#### What to do
All records that follow are to be output exactly.

#### Stored items
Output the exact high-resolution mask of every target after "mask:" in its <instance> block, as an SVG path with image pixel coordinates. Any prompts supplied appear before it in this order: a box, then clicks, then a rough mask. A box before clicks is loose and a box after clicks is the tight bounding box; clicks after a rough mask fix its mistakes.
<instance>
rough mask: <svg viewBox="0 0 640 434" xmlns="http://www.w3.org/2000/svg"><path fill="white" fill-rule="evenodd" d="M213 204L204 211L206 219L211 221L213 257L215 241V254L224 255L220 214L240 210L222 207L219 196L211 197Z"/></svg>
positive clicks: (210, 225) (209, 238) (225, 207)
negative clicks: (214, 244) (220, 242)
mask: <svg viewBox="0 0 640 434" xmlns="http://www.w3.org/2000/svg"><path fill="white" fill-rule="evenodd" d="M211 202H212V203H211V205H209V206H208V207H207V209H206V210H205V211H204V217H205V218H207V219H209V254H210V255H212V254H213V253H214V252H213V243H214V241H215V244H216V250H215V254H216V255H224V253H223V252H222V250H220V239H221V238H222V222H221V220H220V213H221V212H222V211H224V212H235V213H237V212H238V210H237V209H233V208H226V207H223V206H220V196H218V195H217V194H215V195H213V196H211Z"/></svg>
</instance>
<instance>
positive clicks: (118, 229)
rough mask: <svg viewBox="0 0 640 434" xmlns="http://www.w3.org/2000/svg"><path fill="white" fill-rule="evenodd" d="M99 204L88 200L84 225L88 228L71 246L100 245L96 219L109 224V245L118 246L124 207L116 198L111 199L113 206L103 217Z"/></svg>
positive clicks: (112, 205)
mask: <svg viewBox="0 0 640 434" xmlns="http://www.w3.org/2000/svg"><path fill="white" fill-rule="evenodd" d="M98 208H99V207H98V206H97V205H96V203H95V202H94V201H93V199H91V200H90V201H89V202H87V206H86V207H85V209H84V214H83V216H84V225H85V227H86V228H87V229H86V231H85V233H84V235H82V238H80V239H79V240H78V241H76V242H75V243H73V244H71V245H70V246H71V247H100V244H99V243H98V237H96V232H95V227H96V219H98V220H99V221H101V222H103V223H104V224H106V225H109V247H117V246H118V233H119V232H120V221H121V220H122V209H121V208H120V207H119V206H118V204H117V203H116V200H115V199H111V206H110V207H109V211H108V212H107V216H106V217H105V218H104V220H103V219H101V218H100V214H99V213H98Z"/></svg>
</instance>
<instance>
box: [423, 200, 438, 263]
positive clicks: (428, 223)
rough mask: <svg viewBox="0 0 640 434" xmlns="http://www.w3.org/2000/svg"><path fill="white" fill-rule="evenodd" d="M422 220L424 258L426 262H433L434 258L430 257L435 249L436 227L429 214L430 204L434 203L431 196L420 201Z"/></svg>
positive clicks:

#### Solution for this problem
Output the exact high-resolution mask of every target after "mask:" in its <instance> block, as an SVG path with image pixel coordinates. Any prompts supplied appear before it in this order: a box, then clicks, then a rough mask. A box before clicks is loose and a box after clicks is the tight bounding box; clicks after a rough mask fix its mistakes.
<instance>
rough mask: <svg viewBox="0 0 640 434" xmlns="http://www.w3.org/2000/svg"><path fill="white" fill-rule="evenodd" d="M213 204L204 211L206 219L211 221L213 257L215 241V254L224 255L220 214L240 210L222 207L219 196L211 197Z"/></svg>
positive clicks: (210, 225) (209, 238) (225, 207)
negative clicks: (214, 244) (220, 242)
mask: <svg viewBox="0 0 640 434" xmlns="http://www.w3.org/2000/svg"><path fill="white" fill-rule="evenodd" d="M211 202H212V203H211V205H209V206H208V207H207V209H206V210H205V211H204V217H205V218H207V219H209V254H210V255H212V254H213V253H214V252H213V243H214V241H215V244H216V250H215V254H216V255H224V253H223V252H222V250H220V239H221V238H222V222H221V220H220V213H221V212H222V211H224V212H235V213H237V212H238V210H237V209H233V208H226V207H223V206H220V196H218V195H217V194H215V195H213V196H211Z"/></svg>
</instance>
<instance>
positive clicks: (118, 229)
rough mask: <svg viewBox="0 0 640 434" xmlns="http://www.w3.org/2000/svg"><path fill="white" fill-rule="evenodd" d="M99 204L88 200L84 225L88 228L71 246L100 245L96 219L109 224V245L118 246L124 207L116 198L111 199L113 206L103 217Z"/></svg>
positive clicks: (112, 205)
mask: <svg viewBox="0 0 640 434" xmlns="http://www.w3.org/2000/svg"><path fill="white" fill-rule="evenodd" d="M98 208H99V207H98V206H97V205H96V203H95V202H94V201H93V199H91V200H90V201H89V202H87V206H86V207H85V209H84V214H83V216H84V225H85V227H86V228H87V229H86V231H85V233H84V235H82V238H80V239H79V240H78V241H76V242H75V243H73V244H71V245H70V246H71V247H100V244H99V243H98V237H96V232H95V227H96V219H98V220H99V221H101V222H103V223H104V224H106V225H109V247H117V246H118V233H119V232H120V221H121V220H122V209H121V208H120V207H119V206H118V204H117V203H116V200H115V199H111V206H110V207H109V211H108V212H107V216H106V217H105V218H104V220H103V219H101V218H100V214H99V213H98Z"/></svg>
</instance>
<instance>
box: [423, 200, 438, 263]
positive clicks: (428, 223)
rough mask: <svg viewBox="0 0 640 434" xmlns="http://www.w3.org/2000/svg"><path fill="white" fill-rule="evenodd" d="M422 220L424 258L426 262H433L434 258L430 257L435 249L436 227L429 214L430 204L434 203L431 196L420 201Z"/></svg>
positive clicks:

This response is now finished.